## Description of the task
Report every line in the lines below that contains the word "fairway", copying each one in full. Treat case as significant, so count only matches with identical capitalization.

(Dataset excerpts on object pointing)
* Begin *
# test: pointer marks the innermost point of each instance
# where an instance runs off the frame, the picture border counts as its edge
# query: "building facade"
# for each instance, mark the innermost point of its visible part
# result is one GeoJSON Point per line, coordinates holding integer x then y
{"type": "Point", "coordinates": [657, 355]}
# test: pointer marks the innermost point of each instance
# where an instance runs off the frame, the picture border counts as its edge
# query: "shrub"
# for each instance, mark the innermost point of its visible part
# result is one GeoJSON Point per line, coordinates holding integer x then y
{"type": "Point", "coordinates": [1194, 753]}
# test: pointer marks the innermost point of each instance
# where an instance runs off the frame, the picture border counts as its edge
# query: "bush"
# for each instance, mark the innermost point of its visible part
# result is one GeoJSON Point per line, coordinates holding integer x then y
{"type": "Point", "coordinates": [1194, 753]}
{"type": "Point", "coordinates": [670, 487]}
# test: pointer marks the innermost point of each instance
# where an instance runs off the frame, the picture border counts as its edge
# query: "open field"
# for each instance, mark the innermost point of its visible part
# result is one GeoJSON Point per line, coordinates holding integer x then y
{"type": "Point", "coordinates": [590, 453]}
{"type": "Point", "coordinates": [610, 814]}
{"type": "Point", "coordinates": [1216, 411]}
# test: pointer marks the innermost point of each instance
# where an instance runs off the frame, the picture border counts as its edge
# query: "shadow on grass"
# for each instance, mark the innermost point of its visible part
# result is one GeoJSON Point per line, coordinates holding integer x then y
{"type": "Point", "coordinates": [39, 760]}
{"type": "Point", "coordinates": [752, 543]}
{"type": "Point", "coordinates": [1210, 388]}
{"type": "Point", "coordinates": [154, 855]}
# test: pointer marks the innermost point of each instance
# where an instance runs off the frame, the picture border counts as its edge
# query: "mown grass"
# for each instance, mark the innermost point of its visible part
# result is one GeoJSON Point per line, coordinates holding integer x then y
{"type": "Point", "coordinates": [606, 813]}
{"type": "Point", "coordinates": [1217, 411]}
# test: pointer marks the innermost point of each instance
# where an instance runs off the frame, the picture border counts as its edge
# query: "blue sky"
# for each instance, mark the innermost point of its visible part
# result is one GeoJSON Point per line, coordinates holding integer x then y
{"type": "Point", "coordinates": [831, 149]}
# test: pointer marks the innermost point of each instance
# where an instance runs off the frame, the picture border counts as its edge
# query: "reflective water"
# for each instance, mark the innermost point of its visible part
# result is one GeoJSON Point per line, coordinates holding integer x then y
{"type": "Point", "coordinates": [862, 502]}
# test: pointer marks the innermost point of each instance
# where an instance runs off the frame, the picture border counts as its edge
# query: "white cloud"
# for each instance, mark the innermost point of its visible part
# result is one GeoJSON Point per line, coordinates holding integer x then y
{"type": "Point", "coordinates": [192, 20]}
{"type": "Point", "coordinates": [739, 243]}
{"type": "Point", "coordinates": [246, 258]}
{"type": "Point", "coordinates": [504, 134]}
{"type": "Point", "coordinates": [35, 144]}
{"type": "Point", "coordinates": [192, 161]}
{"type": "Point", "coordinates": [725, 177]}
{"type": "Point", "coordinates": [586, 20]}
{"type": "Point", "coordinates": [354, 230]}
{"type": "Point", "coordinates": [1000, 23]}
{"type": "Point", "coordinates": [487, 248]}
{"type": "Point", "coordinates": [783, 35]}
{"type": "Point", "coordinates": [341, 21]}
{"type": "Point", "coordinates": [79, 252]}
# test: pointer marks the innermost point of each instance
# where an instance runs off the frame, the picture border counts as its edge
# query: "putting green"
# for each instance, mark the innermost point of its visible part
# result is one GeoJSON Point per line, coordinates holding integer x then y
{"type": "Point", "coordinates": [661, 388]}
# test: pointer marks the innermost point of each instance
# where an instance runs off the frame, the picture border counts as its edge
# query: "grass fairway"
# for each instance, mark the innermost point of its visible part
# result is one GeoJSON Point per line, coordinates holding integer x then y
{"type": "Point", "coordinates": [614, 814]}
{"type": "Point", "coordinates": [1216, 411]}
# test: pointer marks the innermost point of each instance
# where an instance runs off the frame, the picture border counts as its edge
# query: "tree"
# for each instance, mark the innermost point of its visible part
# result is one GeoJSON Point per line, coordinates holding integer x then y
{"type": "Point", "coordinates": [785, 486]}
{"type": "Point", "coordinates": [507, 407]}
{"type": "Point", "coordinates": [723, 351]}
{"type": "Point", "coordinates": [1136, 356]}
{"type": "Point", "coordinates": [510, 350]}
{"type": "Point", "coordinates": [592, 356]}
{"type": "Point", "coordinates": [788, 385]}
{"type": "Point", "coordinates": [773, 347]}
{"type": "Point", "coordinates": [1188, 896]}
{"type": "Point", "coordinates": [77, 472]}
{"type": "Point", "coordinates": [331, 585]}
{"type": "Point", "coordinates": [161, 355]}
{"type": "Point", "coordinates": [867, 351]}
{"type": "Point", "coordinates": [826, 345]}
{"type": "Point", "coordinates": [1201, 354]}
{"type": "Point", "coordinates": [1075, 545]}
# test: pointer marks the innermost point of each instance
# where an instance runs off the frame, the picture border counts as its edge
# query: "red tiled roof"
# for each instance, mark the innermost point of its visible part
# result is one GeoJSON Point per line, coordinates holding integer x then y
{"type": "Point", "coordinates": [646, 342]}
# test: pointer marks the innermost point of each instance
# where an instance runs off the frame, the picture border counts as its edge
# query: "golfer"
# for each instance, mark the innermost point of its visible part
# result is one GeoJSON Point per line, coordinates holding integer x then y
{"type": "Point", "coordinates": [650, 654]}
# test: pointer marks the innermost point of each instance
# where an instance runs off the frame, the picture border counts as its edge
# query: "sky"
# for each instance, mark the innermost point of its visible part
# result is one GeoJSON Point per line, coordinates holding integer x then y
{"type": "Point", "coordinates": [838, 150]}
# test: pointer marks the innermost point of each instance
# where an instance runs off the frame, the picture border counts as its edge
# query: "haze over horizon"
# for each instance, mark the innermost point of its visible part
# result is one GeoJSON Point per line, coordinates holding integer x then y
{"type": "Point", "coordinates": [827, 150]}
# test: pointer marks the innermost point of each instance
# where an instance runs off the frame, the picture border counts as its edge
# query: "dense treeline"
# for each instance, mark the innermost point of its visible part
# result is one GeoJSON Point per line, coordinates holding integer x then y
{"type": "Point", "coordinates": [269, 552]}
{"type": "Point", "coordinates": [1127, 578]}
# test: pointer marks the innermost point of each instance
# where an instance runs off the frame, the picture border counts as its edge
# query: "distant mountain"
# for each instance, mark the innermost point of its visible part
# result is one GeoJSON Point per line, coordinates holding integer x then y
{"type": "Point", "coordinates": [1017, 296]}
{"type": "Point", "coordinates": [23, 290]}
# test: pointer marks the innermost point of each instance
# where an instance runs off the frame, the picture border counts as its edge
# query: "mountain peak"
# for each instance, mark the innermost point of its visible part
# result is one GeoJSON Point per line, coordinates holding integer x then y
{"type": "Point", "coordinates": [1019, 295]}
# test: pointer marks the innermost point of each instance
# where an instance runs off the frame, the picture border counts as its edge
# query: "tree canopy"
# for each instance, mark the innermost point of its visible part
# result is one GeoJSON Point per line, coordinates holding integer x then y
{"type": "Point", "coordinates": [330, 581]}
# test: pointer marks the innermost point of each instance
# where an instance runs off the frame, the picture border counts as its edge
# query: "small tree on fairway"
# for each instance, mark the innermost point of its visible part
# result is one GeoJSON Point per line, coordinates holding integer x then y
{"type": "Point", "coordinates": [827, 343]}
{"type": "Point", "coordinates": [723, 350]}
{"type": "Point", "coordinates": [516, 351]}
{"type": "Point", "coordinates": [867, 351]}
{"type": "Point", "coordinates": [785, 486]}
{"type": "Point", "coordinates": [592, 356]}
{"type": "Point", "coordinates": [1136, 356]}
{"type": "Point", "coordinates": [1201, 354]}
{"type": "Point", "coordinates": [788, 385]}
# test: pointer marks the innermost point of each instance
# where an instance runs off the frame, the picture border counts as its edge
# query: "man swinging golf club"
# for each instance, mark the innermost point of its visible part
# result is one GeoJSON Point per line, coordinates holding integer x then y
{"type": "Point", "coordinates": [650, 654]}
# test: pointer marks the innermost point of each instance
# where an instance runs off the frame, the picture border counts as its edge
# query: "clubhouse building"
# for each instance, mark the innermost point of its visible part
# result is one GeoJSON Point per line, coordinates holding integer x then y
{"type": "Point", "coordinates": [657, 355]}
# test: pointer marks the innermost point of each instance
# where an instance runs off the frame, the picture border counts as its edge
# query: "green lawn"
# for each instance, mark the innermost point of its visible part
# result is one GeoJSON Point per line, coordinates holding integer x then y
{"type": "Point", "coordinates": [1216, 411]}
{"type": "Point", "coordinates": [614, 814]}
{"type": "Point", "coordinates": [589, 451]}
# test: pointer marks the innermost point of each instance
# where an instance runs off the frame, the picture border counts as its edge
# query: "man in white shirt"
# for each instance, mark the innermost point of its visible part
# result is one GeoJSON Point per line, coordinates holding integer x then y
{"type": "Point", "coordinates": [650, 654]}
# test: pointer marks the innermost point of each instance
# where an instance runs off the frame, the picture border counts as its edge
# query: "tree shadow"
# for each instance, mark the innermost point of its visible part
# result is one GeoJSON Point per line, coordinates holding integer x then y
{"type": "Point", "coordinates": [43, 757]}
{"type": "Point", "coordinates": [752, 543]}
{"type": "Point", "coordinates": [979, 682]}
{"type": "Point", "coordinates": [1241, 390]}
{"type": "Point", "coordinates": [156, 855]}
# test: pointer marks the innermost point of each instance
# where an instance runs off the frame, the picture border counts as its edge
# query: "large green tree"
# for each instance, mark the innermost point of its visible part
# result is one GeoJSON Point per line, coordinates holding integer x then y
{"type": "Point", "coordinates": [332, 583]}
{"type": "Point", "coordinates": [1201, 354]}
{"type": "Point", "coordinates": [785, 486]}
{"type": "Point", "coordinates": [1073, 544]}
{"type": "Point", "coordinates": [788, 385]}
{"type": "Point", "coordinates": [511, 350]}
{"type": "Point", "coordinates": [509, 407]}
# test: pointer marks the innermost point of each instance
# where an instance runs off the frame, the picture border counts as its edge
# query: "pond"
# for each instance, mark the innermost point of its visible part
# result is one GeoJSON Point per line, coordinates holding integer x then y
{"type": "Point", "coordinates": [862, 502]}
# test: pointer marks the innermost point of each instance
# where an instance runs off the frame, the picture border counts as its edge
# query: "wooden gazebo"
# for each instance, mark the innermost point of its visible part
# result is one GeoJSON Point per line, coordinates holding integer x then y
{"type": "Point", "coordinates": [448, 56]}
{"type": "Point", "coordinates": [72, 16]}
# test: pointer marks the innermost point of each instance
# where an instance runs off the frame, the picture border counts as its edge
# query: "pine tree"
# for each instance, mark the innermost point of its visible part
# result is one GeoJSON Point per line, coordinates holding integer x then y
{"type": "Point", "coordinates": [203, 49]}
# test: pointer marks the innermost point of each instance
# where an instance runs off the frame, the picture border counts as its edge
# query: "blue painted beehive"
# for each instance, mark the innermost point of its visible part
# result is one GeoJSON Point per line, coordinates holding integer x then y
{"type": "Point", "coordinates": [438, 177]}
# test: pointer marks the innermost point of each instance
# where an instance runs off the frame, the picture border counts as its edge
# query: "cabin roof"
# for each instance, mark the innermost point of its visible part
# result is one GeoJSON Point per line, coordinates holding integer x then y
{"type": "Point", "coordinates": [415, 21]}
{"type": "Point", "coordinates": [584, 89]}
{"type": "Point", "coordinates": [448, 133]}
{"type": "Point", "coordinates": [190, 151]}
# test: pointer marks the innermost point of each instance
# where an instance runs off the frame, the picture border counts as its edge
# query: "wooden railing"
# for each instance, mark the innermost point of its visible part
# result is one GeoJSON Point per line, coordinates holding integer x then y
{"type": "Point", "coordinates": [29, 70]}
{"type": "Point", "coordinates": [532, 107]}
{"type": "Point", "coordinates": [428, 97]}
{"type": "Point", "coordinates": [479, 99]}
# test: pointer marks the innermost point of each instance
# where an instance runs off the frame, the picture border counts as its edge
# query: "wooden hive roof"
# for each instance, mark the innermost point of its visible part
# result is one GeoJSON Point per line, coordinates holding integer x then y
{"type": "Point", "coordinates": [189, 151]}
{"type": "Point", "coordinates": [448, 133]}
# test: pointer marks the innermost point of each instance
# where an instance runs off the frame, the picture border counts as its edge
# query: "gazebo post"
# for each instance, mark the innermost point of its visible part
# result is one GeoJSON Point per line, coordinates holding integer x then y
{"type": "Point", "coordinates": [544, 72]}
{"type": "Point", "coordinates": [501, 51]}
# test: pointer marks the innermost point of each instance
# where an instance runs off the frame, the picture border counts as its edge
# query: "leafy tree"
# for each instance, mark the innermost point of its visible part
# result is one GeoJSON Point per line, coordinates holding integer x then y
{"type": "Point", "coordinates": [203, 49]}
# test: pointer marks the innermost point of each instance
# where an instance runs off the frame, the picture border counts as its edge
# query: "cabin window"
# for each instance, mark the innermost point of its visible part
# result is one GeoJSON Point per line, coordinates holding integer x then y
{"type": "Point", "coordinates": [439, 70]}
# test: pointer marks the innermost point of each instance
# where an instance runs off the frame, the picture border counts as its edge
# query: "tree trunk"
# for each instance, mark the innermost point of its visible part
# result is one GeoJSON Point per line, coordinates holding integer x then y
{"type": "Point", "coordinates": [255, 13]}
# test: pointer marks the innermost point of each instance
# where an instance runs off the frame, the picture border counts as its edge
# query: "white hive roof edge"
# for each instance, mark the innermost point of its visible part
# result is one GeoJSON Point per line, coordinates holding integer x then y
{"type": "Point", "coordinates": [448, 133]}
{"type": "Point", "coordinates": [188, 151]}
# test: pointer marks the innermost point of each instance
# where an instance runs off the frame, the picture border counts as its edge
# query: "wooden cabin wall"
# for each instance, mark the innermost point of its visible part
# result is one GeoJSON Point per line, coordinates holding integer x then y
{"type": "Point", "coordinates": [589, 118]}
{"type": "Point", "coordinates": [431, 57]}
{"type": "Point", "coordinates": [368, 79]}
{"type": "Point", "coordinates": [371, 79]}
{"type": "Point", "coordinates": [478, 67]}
* End *
## Task solution
# query: "grass fairway"
# query: "small tree on fairway"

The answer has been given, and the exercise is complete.